THE REQUEST:
Print, please, the line that contains "Expected: one point per instance of the stack" and each line after it to the end of the entries, unchanged and with nothing else.

DATA:

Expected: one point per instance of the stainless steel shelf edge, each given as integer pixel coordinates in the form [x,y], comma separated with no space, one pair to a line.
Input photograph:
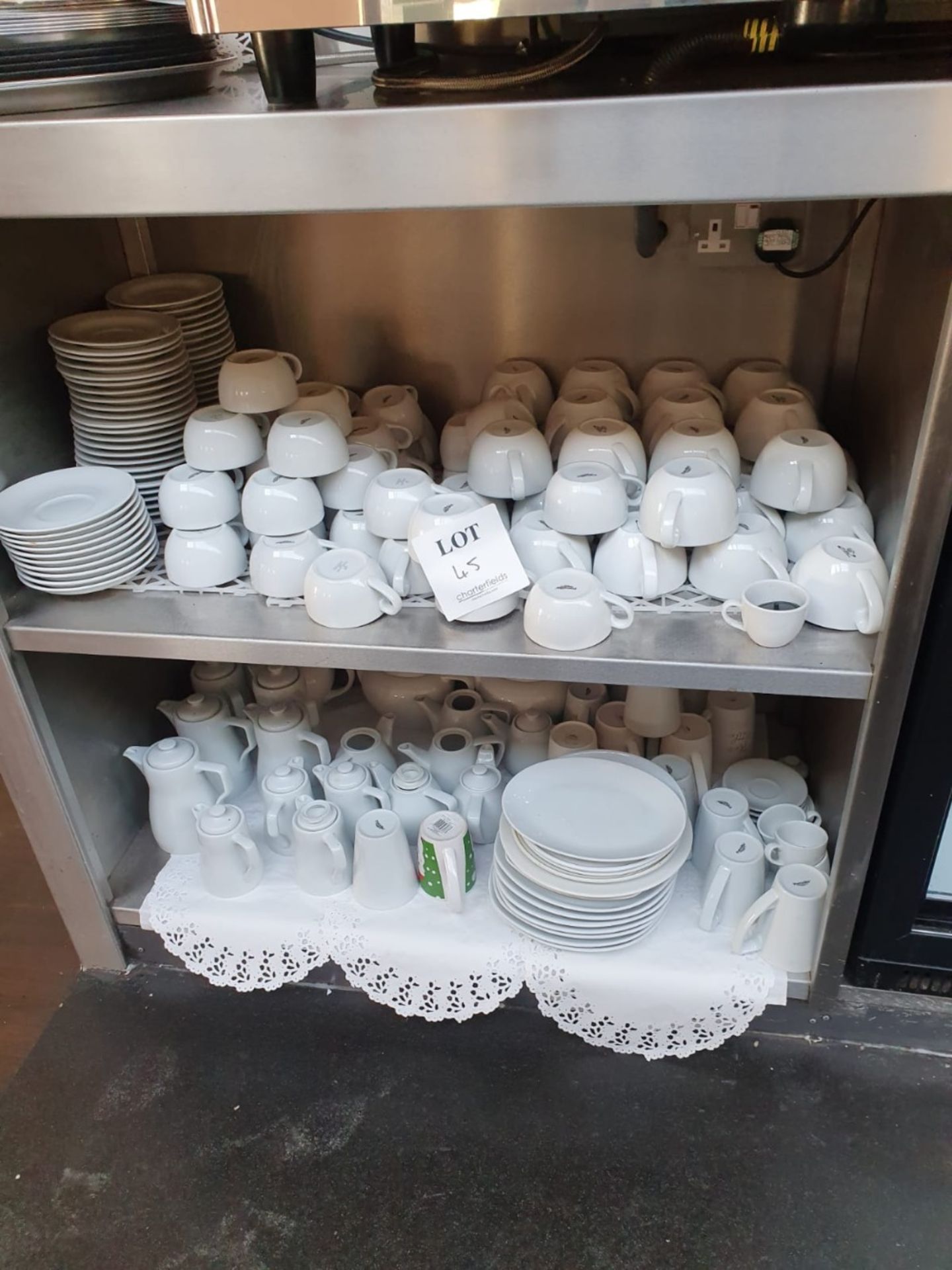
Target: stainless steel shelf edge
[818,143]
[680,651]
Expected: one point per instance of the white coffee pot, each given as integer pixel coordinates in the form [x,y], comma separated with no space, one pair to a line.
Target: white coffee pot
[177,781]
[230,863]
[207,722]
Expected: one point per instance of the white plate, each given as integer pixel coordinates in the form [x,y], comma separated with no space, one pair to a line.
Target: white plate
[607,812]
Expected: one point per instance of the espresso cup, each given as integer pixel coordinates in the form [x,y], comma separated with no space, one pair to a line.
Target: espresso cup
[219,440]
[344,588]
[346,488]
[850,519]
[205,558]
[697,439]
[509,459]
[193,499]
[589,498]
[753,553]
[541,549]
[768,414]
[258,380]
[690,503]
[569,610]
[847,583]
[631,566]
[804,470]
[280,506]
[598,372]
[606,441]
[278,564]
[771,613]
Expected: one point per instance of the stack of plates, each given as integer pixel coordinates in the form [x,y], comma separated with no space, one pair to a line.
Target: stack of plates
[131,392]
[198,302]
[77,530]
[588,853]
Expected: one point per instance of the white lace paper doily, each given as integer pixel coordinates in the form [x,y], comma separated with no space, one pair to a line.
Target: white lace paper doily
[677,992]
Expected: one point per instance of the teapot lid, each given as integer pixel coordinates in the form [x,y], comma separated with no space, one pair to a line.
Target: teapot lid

RESPONSE TO THIS TASK:
Expected: one point per instance of the stack of plates, each given as integer pixel coordinates in the form [x,y], comma separated with no space, one pair to a line.
Target: stack of plates
[131,392]
[198,302]
[77,530]
[588,853]
Expected: one point per instance of the white lace paper doily, each given as integer pixel coordinates in the form [x,y], comma separated with no space, one pair to a line.
Target: white lace paper doily
[677,992]
Expected: one point per instance of the teapot lid, each given as integer pixel coordinates in the form [x,y], comma separated with no space, one pair to a line.
Target: teapot lid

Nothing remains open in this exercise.